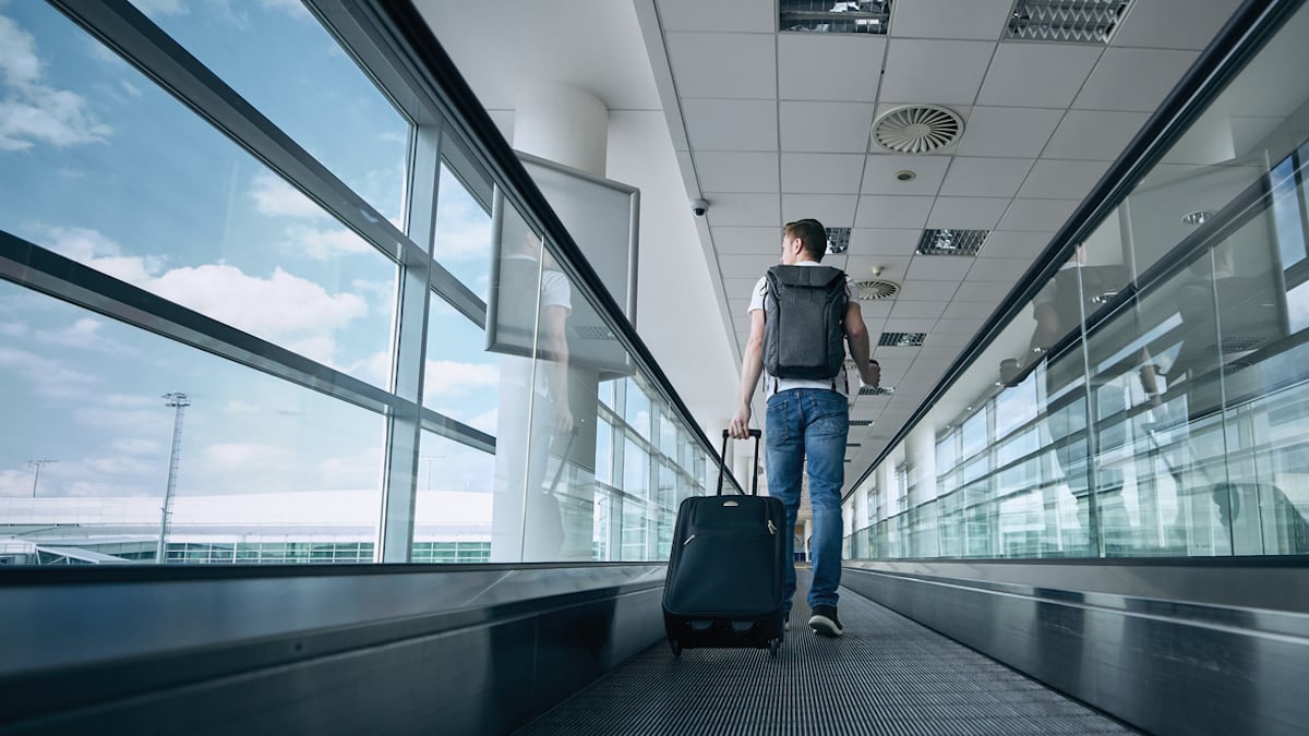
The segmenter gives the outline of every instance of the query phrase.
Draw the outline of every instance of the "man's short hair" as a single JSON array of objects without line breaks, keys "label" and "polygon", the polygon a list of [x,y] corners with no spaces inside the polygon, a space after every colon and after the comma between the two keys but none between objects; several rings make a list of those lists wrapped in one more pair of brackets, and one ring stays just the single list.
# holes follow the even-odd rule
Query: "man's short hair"
[{"label": "man's short hair", "polygon": [[827,230],[822,227],[822,223],[813,217],[787,223],[785,233],[788,240],[793,237],[800,238],[805,253],[814,261],[822,261],[822,257],[827,253]]}]

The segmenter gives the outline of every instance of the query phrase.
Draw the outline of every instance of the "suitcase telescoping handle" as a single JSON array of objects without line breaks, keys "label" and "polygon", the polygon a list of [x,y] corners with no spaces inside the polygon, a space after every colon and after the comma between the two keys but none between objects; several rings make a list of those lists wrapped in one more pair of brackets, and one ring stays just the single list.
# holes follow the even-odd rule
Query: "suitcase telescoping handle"
[{"label": "suitcase telescoping handle", "polygon": [[[715,495],[723,495],[723,477],[728,471],[728,437],[732,433],[723,430],[723,452],[719,453],[719,492]],[[754,475],[750,477],[750,495],[759,495],[759,437],[763,432],[759,430],[750,430],[750,436],[754,437]]]}]

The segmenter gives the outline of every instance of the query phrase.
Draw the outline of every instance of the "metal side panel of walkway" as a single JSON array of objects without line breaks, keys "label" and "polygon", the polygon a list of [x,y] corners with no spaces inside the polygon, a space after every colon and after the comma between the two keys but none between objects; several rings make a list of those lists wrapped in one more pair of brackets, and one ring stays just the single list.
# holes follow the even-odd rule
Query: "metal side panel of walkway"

************

# EXERCISE INSTRUCTIONS
Copy the listing word for word, excluding its pictures.

# THE OUTPUT
The segmenter gives the outline of every instance of the query phrase.
Draw the outline of every instance of the "man's short hair" as a single JSON array of objects without line breaks, keys "label" and "polygon", the polygon a list of [x,y] corners with no spaces inside the polygon, a space after every colon and after the comma between the two keys but none between objects; several rings make a list of those lists wrapped in one more pair of brackets, and one ring stays just the single list.
# holes follow the even-odd rule
Query: "man's short hair"
[{"label": "man's short hair", "polygon": [[827,230],[822,227],[822,223],[813,217],[787,223],[785,233],[788,240],[793,237],[800,238],[805,253],[814,261],[822,261],[822,257],[827,253]]}]

The segmenter gives the outline of every instance of the query phrase.
Draw the outline of every instance of the "suitcase telescoping handle" as a single JSON array of objects without line breaks, keys "label" and "polygon", the polygon a list of [x,y] corners with no spaces inside the polygon, a space after every colon and after the comma between the two keys but none between objects; several rings make a list of those lists wrapped in one more pair of brackets, and one ring stays just the single list.
# holes follow the even-odd rule
Query: "suitcase telescoping handle"
[{"label": "suitcase telescoping handle", "polygon": [[[715,495],[723,495],[723,477],[728,471],[728,437],[732,433],[723,430],[723,452],[719,453],[719,492]],[[754,475],[750,477],[750,495],[759,495],[759,437],[763,432],[759,430],[750,430],[750,436],[754,437]]]}]

The segmenter gives the outline of every instance of the query phrase.
Draw the outline of every instance of the "metal side panel of walkway" as a single JSON array of objects without line breaks, keys "label" and "polygon", the polygon a list of [x,y] corners with no spaces inside the polygon, a space after every colon and after the comma between the two keys but none between objects; several rings make a list of those lists wrapped in one more pair of brackets, and one ring stays just the single list.
# holes follow the even-odd rule
Query: "metal side panel of walkway"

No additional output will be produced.